** begin Source excerpt **
On January 14, 2009, the United States Securities and Exchange Commission (SEC) published the “Modernization of Oil and Gas Reporting; Final Rule” in the Federal Register of National Archives and Records Administration (NARA). The “Modernization of Oil and Gas Reporting; Final Rule” includes revisions and additions to the definition section in Rule 4-10 of Regulation S-X, revisions and additions to the oil and gas reporting requirements in Regulation S-K, and amends and codifies Industry Guide 2 in Regulation S-K. The “Modernization of Oil and Gas Reporting; Final Rule”, including all references to Regulation S-X and Regulation S-K, shall be referred to herein collectively as the “SEC Regulations”. The SEC Regulations take effect for all filings made with the United States Securities and Exchange Commission as of December 31, 2009, or after January 1, 2010. Reference should be made to the full text under Title 17, Code of Federal Regulations, Regulation S-X Part 210, Rule 4-10(a) for the complete definitions, as the following definitions, descriptions and explanations rely wholly or in part on excerpts from the original document (direct passages excerpted from the aforementioned SEC document are denoted in italics herein).
** end Source excerpt **
** begin Extracted entries **
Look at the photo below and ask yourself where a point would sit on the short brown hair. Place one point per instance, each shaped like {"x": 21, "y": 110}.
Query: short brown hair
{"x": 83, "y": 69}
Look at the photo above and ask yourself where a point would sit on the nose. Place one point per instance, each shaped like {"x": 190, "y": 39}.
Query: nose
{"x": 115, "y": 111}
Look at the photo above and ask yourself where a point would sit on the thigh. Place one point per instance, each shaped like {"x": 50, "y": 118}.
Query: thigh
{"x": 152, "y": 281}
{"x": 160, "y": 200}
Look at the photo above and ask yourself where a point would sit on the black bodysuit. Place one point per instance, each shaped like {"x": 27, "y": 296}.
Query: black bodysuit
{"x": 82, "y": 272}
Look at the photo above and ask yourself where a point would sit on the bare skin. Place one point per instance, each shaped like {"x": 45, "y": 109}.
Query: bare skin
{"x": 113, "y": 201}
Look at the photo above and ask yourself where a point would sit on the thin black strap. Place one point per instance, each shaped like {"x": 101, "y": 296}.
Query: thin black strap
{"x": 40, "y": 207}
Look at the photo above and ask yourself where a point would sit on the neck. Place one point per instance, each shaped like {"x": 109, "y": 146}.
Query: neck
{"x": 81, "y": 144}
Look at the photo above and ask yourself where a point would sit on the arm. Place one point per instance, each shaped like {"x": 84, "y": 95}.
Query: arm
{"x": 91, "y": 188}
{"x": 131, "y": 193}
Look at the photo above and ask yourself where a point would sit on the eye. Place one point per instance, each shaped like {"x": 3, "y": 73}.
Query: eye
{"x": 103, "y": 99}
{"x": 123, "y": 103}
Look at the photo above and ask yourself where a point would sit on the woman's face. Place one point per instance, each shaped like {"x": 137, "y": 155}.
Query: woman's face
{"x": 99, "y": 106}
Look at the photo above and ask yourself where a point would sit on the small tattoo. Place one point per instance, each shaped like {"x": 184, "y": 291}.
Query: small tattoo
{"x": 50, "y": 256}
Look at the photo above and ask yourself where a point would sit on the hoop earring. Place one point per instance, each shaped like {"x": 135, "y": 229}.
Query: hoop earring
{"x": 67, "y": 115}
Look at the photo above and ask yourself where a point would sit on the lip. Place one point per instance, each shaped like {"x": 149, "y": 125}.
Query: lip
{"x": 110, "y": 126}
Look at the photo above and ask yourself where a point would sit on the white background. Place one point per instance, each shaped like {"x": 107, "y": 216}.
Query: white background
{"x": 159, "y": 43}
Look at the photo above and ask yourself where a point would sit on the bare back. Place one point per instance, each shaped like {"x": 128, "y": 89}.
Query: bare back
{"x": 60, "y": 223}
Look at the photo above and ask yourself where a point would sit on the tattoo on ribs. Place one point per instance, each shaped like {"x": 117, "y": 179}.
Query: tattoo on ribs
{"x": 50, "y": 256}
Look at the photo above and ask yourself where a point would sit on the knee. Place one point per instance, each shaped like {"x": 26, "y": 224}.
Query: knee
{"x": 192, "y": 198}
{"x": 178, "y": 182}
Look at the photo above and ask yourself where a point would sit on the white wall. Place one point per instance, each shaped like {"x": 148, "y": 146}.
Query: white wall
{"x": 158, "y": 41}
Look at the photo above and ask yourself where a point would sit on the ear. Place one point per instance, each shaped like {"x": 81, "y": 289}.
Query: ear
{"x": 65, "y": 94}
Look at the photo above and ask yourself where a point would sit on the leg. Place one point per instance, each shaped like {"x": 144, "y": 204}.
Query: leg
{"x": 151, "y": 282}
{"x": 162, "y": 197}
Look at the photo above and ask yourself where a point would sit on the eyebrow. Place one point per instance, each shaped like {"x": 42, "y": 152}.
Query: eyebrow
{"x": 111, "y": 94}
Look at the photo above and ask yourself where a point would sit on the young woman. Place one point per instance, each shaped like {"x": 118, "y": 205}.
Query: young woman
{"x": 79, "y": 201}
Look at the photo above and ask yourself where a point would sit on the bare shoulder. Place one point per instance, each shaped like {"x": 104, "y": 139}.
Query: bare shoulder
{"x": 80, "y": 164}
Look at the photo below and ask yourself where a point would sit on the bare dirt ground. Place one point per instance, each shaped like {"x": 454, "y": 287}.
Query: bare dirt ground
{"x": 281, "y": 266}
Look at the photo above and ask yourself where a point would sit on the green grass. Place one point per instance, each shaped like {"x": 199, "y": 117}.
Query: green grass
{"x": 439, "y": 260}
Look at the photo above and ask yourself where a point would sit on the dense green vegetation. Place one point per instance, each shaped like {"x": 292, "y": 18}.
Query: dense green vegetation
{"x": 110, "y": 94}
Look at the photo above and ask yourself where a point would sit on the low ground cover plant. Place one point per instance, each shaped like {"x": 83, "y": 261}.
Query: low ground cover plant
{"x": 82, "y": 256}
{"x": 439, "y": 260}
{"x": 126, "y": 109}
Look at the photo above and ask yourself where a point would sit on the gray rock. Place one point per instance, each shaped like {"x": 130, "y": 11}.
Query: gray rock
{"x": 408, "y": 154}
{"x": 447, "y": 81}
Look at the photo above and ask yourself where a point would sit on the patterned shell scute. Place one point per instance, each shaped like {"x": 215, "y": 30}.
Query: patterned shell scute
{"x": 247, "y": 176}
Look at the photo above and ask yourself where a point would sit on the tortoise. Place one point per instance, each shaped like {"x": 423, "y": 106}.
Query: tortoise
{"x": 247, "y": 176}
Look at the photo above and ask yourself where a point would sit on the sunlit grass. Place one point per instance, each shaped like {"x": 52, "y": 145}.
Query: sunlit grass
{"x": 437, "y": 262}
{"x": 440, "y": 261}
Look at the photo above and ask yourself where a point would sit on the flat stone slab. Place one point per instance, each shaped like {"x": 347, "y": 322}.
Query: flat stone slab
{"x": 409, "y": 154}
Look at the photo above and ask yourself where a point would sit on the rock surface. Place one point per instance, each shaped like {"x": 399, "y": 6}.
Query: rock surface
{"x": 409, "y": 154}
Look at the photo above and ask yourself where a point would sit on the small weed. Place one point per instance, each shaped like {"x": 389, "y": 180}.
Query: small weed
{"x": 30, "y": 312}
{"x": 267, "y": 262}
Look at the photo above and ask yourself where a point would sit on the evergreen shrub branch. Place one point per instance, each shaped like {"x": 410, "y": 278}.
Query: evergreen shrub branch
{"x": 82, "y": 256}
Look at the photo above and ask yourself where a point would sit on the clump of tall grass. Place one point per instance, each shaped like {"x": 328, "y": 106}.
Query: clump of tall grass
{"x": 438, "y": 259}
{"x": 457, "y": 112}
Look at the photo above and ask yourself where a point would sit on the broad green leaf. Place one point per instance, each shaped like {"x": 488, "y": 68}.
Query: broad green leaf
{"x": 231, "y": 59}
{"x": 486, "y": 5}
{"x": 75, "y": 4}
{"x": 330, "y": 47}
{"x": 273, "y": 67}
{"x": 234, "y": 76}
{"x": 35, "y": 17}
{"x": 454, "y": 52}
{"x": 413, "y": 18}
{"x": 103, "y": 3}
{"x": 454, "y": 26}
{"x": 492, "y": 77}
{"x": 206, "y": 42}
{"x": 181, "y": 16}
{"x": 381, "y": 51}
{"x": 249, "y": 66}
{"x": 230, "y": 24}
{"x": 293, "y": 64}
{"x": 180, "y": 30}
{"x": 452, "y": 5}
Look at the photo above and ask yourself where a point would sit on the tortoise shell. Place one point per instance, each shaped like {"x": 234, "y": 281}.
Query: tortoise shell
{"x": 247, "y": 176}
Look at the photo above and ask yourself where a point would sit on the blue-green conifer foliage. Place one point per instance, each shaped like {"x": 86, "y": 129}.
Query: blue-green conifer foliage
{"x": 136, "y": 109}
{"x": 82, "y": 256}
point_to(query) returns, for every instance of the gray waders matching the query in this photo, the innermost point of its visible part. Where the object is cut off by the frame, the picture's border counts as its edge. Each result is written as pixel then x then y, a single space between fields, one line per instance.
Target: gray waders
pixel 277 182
** end Extracted entries **
■ **Tasks to carry out**:
- A) Name every calendar date given in the passage on oil and gas reporting rules.
- B) In the passage on oil and gas reporting rules, what collective name is assigned to the final rule together with its references to Regulation S-X and Regulation S-K?
The material after the passage on oil and gas reporting rules is separate from it.

■ **Expected responses**:
- A) January 14, 2009; December 31, 2009; January 1, 2010

- B) The "SEC Regulations"